Nearly 600 priests, lay people have been publicly named in Pa. sex abuse scandal

JOHNSTOWN (PA)
Tribune Democrat

August 13, 2019

By Nicole C. Brambila

The 2018 grand jury identified 301 priests who had sexually assaulted and abused hundreds of children over the past several decades. As large as that number is, the true scope is much higher.

Last year’s grand jury report has been the largest in scale, covering six of the state’s eight dioceses — including the ones based in Greensburg and Pittsburgh — and identifying 1,000 victims. But it was just the latest in a string of Pennsylvania investigations dating back 15 years.

Following the explosive investigation of the Boston Archdiocese, former Philadelphia District Attorney Lynn Abraham sat a grand jury in 2003 that produced two reports on priest sex abuse in the Archdiocese of Philadelphia. Her successor, Seth Williams, followed up with his own grand jury report in 2011.

#### Given entries
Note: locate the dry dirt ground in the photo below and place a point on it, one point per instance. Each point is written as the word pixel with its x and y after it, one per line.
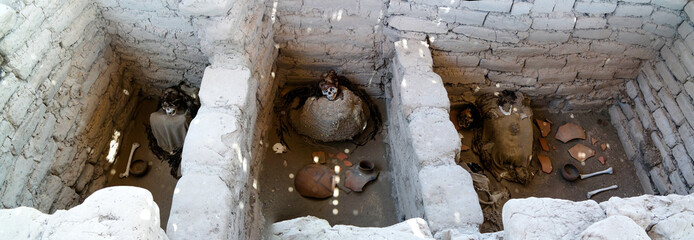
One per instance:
pixel 374 207
pixel 598 126
pixel 158 179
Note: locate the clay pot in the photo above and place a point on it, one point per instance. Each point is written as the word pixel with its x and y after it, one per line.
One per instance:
pixel 316 181
pixel 357 178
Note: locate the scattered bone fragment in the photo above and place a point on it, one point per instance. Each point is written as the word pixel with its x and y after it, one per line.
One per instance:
pixel 580 152
pixel 544 145
pixel 570 131
pixel 546 163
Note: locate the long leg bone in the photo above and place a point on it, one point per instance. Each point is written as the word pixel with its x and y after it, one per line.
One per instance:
pixel 130 159
pixel 608 171
pixel 596 191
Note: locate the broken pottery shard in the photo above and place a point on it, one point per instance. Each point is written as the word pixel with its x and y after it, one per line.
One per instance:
pixel 357 177
pixel 570 131
pixel 544 127
pixel 580 152
pixel 546 163
pixel 318 157
pixel 342 156
pixel 544 145
pixel 464 147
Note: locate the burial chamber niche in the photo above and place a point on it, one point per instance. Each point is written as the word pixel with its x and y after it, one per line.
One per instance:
pixel 620 70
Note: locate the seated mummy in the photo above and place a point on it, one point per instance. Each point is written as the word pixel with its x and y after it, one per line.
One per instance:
pixel 171 120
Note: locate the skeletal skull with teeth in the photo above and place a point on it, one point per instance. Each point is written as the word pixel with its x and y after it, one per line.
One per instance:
pixel 171 100
pixel 329 86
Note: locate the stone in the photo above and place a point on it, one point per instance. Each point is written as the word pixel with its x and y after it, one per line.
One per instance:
pixel 614 227
pixel 684 163
pixel 559 23
pixel 570 131
pixel 660 214
pixel 8 17
pixel 548 37
pixel 120 212
pixel 467 45
pixel 672 85
pixel 671 106
pixel 544 127
pixel 209 141
pixel 545 162
pixel 462 16
pixel 449 198
pixel 664 152
pixel 503 65
pixel 417 25
pixel 685 104
pixel 197 198
pixel 311 227
pixel 434 139
pixel 671 4
pixel 665 126
pixel 205 7
pixel 580 152
pixel 224 88
pixel 595 7
pixel 507 23
pixel 529 218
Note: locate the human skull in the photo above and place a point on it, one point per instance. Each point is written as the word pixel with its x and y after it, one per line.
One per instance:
pixel 329 86
pixel 171 100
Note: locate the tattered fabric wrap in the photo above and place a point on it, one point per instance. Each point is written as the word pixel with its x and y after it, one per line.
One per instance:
pixel 505 144
pixel 329 121
pixel 170 131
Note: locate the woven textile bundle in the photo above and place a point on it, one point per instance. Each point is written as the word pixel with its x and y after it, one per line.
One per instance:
pixel 330 121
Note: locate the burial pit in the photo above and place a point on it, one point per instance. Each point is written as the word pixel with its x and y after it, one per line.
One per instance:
pixel 472 100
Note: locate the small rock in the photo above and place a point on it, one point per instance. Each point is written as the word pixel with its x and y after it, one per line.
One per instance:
pixel 319 157
pixel 546 163
pixel 544 145
pixel 570 131
pixel 580 152
pixel 279 148
pixel 544 127
pixel 464 147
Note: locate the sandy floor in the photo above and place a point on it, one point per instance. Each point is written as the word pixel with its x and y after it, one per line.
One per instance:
pixel 374 207
pixel 598 126
pixel 158 179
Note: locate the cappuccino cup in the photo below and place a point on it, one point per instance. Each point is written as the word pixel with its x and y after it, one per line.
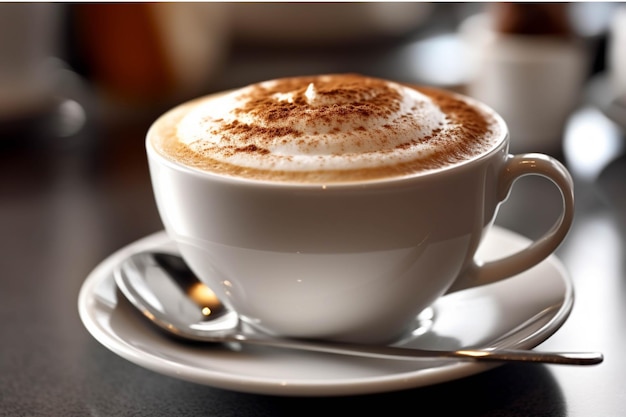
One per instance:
pixel 340 206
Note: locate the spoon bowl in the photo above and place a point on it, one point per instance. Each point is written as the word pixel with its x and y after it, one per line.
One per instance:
pixel 163 288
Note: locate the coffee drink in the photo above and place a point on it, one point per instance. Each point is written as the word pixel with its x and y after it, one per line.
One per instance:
pixel 328 128
pixel 340 206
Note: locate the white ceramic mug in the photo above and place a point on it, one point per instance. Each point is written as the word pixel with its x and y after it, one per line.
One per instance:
pixel 534 82
pixel 353 261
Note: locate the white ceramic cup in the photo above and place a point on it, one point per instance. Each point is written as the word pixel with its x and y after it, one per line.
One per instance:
pixel 349 261
pixel 534 82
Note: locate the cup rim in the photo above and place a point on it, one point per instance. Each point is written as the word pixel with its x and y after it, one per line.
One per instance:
pixel 500 144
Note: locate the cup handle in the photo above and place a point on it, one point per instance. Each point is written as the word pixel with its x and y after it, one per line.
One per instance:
pixel 516 167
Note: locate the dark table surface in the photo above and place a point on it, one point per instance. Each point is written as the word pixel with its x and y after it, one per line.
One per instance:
pixel 66 203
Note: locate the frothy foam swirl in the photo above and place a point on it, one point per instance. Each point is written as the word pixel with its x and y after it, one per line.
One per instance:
pixel 321 126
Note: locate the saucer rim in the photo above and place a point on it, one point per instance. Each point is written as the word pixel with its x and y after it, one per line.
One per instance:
pixel 102 274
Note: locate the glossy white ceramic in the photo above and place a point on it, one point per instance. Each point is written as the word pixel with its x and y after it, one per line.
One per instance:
pixel 348 261
pixel 517 313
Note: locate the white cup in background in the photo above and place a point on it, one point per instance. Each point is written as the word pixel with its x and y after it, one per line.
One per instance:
pixel 534 82
pixel 616 54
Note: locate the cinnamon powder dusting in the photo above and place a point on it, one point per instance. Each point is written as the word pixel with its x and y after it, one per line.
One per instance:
pixel 347 118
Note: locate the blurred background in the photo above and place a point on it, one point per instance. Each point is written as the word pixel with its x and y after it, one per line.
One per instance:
pixel 67 67
pixel 80 83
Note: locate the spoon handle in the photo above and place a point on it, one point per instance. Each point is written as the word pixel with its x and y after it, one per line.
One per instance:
pixel 392 352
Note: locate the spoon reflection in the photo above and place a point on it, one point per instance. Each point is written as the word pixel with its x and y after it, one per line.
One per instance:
pixel 167 292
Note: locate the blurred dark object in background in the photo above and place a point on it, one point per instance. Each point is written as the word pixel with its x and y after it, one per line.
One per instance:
pixel 541 19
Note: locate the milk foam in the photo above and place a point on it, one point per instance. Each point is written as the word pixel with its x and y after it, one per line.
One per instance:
pixel 331 123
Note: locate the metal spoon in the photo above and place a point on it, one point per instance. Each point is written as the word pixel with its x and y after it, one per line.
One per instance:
pixel 168 293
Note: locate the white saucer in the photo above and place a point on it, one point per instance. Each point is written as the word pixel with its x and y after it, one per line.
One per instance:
pixel 517 313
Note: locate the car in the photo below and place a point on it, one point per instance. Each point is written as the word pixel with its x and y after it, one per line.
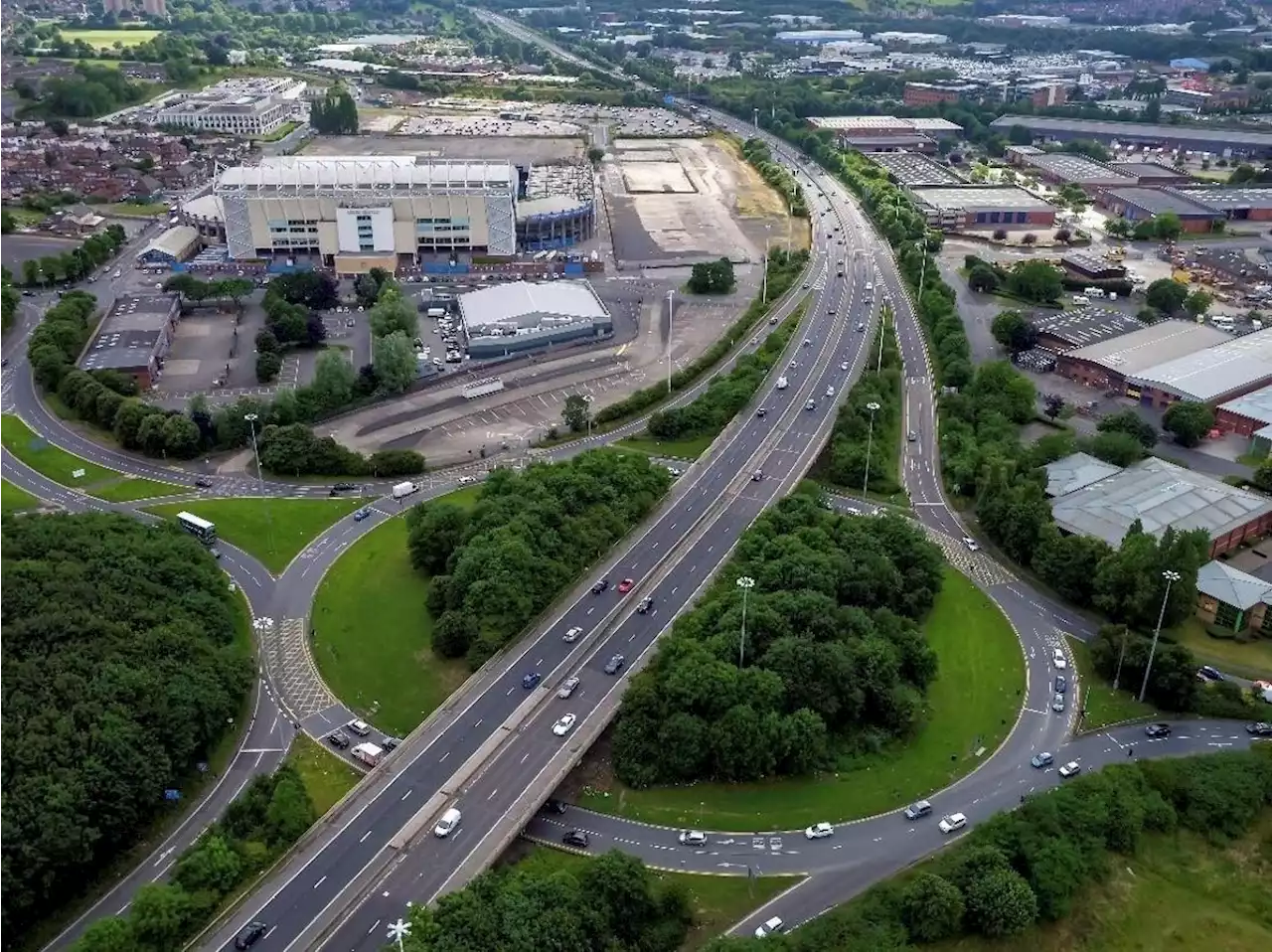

#### Exercise tasks
a - Write out the passage from the article on the Pennsylvania sex abuse scandal, from "Nearly 600 priests, lay" up to and including "back 15 years.".
b - Translate this sentence from the article on the Pennsylvania sex abuse scandal into Spanish: "As large as that number is, the true scope is much higher."
c - Continue the news article on the Pennsylvania sex abuse scandal from the point where it stops.

#### List of answers
a -
Nearly 600 priests, lay people have been publicly named in Pa. sex abuse scandal

JOHNSTOWN (PA)
Tribune Democrat

August 13, 2019

By Nicole C. Brambila

The 2018 grand jury identified 301 priests who had sexually assaulted and abused hundreds of children over the past several decades. As large as that number is, the true scope is much higher.

Last year’s grand jury report has been the largest in scale, covering six of the state’s eight dioceses — including the ones based in Greensburg and Pittsburgh — and identifying 1,000 victims. But it was just the latest in a string of Pennsylvania investigations dating back 15 years.

b - Por grande que sea esa cifra, el alcance real es mucho mayor.

c -
In 2016, former state Attorney General Kathleen Kane uncovered hundreds of child sex abuse cases in the Altoona-Johnstown Diocese, naming roughly 50 abusers.

Each of the reports identified a systemic cover-up of priests who sexually abused children.

Since the 2018 investigation, Pennsylvania’s dioceses and religious orders — including the Jesuits and the Benedictines at Saint Vincent Archabbey in Unity — have released their own lists. Catholic dioceses across the U.S. also have followed suit with lists of publicly accused clergy and lay people.